- **Takenlijst**:
a. Bewerk het vonnisfragment: neem alles van "Standpunt van de officier" tot en met "te worden verworpen." opnieuw over, met "officier van justitie" overal vervangen door "aanklager".
b. Noem alle personen die in het vonnisfragment met hun rol in de zaak worden aangeduid.
c. Zet de alinea uit het vonnisfragment die begint met "De officier van justitie heeft zich op het standpunt gesteld" alsjeblieft om in een beknopte opsomming met de belangrijkste feiten.

Hetgeen meer of anders is ten laste gelegd is niet bewezen. De verdachte moet daarvan worden vrijgesproken.

5..Strafbaarheid feit

5.1.
Kwalificatie
Het bewezen feit levert op:
poging tot doodslag.
5.2.
Beroep op noodweer
Standpunt van de verdediging
De raadsman heeft zich op het standpunt gesteld dat aan de verdachte een gerechtvaardigd beroep op noodweer toekomt, zodat ontslag van alle rechtsvervolging moet volgen.
Standpunt van de officier van justitie
De officier van justitie heeft zich op het standpunt gesteld dat de verdachte geen beroep op noodweer toekomt. Bij de beoordeling van de situatie dient te worden uitgegaan van de lezing van aangever [naam aangever]. Daaruit volgt dat de verdachte degene is geweest die zich aanvallend heeft opgesteld en naar een mes heeft gegrepen terwijl dat niet nodig was. Hij verkeerde niet in een noodweersituatie waarin verdediging noodzakelijk was. En als er al sprake zou zijn geweest van een noodweersituatie, heeft de verdachte door een mes te hanteren de grenzen van de noodzakelijke verdediging overschreden, zodat het beroep op noodweer om die reden dient te worden verworpen.

- **Aangeleverde gegevens**:
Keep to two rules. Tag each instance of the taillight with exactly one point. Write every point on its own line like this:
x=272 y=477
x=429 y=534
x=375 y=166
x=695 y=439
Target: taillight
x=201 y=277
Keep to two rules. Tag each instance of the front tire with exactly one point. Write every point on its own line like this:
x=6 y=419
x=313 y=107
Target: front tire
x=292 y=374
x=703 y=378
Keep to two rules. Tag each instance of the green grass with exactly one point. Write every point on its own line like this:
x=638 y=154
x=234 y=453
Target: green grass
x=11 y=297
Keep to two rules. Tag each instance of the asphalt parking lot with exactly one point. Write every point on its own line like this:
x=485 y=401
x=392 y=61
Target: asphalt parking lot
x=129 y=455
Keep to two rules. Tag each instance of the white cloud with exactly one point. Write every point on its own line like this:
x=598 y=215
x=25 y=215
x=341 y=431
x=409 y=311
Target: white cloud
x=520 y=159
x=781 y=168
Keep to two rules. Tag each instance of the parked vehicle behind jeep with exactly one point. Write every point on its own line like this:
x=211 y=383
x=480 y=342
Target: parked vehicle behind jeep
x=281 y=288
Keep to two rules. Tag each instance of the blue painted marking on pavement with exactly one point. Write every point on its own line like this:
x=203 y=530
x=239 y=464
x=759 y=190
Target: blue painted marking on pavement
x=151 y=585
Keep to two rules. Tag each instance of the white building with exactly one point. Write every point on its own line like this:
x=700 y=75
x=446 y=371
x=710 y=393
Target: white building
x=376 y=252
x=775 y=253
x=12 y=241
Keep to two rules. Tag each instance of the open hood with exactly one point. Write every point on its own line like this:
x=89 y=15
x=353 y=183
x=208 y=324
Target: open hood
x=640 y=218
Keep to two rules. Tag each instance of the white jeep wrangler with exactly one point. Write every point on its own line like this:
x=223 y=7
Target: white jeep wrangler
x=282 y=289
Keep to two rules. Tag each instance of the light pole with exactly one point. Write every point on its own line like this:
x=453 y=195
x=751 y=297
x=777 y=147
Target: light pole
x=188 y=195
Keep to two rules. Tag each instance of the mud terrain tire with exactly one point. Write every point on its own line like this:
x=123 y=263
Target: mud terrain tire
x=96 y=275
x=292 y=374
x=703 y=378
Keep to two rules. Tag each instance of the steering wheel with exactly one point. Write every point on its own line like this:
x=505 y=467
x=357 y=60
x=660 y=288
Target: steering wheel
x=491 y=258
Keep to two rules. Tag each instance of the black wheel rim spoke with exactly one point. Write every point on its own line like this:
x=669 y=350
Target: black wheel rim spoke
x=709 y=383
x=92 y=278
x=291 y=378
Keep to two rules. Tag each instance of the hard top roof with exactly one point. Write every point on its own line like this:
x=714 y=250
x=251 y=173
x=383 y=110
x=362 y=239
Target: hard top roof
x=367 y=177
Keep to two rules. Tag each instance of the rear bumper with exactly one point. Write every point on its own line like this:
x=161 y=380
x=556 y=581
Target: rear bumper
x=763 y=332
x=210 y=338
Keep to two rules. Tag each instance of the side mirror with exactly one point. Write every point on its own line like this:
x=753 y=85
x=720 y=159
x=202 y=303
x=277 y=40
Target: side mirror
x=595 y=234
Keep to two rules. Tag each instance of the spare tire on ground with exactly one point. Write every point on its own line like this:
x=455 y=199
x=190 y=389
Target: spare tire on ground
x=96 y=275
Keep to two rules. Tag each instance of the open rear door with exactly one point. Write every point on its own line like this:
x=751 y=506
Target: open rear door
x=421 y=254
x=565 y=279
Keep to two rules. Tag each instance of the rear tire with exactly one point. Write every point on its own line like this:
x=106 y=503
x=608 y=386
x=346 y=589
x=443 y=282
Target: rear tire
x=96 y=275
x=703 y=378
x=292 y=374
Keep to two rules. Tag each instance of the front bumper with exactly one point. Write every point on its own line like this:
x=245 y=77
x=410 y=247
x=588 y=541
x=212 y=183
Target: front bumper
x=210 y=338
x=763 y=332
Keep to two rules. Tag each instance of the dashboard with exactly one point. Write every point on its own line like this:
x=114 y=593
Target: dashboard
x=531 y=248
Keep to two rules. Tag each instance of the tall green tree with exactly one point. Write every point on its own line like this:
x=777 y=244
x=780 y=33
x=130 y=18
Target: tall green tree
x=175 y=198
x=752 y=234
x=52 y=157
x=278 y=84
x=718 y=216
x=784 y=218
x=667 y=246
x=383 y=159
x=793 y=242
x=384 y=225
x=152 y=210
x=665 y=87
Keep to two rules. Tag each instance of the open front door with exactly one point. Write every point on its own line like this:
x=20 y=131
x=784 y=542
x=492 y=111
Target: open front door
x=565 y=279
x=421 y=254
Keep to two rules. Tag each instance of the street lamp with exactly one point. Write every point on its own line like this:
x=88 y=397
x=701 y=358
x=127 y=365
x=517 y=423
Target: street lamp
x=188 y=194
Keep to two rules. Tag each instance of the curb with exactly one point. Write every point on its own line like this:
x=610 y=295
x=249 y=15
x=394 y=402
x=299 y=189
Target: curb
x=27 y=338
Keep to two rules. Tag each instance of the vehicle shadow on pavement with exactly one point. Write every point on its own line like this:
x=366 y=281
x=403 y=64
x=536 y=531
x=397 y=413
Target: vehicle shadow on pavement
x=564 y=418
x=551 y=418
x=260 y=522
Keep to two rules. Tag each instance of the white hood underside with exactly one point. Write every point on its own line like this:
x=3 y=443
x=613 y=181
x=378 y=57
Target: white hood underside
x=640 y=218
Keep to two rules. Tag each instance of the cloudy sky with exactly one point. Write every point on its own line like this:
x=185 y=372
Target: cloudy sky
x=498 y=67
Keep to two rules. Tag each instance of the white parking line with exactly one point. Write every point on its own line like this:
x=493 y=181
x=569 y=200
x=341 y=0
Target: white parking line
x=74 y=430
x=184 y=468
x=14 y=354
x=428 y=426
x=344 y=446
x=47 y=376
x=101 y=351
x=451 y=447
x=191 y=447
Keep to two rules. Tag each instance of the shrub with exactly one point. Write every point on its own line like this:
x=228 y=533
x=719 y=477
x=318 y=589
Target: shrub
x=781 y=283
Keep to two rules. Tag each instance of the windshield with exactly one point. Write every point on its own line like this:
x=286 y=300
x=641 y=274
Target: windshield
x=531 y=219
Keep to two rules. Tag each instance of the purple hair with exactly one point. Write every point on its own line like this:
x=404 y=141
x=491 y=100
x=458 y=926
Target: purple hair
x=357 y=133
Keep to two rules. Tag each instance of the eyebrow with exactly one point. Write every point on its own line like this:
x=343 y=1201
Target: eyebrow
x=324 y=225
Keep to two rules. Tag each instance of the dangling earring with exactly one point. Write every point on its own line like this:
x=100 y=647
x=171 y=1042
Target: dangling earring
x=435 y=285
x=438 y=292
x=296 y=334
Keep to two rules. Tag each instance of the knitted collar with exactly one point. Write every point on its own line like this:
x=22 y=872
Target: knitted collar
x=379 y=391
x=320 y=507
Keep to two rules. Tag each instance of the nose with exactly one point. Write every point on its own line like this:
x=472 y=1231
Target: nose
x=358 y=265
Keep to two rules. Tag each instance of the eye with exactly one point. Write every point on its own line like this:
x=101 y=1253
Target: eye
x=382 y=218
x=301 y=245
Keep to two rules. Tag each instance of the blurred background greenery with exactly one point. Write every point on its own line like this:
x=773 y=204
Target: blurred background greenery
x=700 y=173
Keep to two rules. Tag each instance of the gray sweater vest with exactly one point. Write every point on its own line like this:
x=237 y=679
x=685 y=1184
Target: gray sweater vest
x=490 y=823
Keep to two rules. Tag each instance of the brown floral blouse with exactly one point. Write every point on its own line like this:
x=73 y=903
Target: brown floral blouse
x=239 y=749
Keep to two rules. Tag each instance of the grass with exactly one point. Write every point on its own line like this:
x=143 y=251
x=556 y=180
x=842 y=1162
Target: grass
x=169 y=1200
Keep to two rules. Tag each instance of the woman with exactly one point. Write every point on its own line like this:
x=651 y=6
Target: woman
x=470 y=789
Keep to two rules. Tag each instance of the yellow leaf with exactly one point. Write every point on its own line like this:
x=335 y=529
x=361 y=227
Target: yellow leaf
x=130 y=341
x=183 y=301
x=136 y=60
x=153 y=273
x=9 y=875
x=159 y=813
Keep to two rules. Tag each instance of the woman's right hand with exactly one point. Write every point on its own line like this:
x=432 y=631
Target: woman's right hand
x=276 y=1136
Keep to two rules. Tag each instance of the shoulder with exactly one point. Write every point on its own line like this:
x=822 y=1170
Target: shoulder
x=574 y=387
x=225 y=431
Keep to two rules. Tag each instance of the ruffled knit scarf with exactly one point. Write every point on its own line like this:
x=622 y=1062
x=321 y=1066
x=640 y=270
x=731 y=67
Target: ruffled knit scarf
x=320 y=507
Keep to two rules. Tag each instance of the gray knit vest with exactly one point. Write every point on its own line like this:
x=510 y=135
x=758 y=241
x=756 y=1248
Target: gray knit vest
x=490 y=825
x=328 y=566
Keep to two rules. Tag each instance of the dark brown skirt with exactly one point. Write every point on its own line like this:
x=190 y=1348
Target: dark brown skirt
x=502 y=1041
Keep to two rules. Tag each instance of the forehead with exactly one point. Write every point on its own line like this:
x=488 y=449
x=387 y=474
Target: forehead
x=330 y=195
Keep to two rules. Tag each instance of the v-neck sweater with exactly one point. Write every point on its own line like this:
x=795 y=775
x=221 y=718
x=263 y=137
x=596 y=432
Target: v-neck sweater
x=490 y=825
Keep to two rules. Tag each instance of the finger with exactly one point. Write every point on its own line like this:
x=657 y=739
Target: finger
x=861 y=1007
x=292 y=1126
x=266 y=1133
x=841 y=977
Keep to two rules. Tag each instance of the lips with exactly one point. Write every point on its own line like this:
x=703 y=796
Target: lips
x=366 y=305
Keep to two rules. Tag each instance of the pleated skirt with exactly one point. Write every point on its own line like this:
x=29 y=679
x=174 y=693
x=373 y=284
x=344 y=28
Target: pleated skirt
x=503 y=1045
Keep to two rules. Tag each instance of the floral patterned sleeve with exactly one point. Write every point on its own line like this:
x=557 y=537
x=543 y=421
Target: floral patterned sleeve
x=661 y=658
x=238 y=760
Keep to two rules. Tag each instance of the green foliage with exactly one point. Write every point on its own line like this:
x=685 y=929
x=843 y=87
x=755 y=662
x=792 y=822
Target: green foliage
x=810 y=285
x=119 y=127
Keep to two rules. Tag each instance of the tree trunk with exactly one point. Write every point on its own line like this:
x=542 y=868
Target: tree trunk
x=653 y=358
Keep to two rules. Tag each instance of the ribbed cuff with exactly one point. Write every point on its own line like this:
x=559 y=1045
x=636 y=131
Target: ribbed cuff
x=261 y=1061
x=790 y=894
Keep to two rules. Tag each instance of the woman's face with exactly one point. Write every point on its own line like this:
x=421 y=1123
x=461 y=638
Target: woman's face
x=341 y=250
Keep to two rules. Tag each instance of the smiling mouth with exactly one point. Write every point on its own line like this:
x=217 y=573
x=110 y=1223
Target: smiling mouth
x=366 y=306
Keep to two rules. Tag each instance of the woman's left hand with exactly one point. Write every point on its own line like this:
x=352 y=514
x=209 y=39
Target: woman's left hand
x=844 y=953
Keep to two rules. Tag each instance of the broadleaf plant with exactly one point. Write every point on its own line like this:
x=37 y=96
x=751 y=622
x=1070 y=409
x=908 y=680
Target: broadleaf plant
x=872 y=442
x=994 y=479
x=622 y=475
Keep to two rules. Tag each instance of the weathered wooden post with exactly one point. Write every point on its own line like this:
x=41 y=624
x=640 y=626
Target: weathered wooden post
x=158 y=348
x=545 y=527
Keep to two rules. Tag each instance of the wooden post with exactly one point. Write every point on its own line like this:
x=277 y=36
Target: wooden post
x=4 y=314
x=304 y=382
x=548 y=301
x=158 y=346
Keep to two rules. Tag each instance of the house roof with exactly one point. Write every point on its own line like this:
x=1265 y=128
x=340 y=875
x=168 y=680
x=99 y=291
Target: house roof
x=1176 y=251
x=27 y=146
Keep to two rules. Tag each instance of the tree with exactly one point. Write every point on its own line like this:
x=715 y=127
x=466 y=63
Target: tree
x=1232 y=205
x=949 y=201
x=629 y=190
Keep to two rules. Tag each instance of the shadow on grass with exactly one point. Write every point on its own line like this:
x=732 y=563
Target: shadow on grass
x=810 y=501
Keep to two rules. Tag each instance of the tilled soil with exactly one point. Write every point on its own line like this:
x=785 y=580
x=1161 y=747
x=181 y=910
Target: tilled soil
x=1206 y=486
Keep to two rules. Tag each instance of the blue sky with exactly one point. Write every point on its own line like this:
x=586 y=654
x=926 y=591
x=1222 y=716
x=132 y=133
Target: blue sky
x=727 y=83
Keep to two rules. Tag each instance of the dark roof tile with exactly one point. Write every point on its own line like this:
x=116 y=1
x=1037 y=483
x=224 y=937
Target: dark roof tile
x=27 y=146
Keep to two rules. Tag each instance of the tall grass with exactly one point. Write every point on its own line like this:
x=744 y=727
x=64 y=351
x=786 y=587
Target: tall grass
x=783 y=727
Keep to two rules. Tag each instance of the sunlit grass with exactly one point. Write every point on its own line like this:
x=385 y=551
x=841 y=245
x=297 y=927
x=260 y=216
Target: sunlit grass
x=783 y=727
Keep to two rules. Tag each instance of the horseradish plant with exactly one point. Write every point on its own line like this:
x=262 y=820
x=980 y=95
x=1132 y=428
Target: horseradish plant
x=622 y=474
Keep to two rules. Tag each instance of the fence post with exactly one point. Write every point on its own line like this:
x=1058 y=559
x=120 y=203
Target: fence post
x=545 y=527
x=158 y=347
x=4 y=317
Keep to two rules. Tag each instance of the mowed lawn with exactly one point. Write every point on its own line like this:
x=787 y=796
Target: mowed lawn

- **Antwoorden op volgorde**:
a.
Standpunt van de aanklager
De aanklager heeft zich op het standpunt gesteld dat de verdachte geen beroep op noodweer toekomt. Bij de beoordeling van de situatie dient te worden uitgegaan van de lezing van aangever [naam aangever]. Daaruit volgt dat de verdachte degene is geweest die zich aanvallend heeft opgesteld en naar een mes heeft gegrepen terwijl dat niet nodig was. Hij verkeerde niet in een noodweersituatie waarin verdediging noodzakelijk was. En als er al sprake zou zijn geweest van een noodweersituatie, heeft de verdachte door een mes te hanteren de grenzen van de noodzakelijke verdediging overschreden, zodat het beroep op noodweer om die reden dient te worden verworpen.

b.
de verdachte
de raadsman
de officier van justitie
aangever [naam aangever]

c.
- De verdachte komt volgens de officier van justitie geen beroep op noodweer toe.
- Bij de beoordeling moet worden uitgegaan van de lezing van aangever [naam aangever].
- Daaruit volgt dat de verdachte zich aanvallend opstelde en onnodig naar een mes greep.
- Hij verkeerde niet in een noodweersituatie waarin verdediging noodzakelijk was.
- Ook bij een noodweersituatie heeft de verdachte door een mes te hanteren de grenzen van de noodzakelijke verdediging overschreden, zodat het beroep op noodweer moet worden verworpen.